◆ Requirement:
Where the word "instance" occurs in a line of the data, return the whole line.

◆ Listed records:
▬▬▬▬▬▬▬▬▬▬

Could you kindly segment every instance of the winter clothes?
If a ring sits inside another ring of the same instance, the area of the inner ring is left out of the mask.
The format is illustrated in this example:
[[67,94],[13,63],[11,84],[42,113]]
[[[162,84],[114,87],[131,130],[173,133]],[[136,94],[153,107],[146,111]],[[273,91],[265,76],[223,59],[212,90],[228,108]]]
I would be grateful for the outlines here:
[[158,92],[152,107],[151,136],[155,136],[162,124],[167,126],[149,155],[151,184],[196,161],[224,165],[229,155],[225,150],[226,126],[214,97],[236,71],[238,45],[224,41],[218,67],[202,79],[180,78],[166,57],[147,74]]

▬▬▬▬▬▬▬▬▬▬

◆ Finished exercise:
Could you kindly segment every instance of the winter clothes?
If a ring sits inside another ring of the same instance, the area of the inner ring is left out of the mask.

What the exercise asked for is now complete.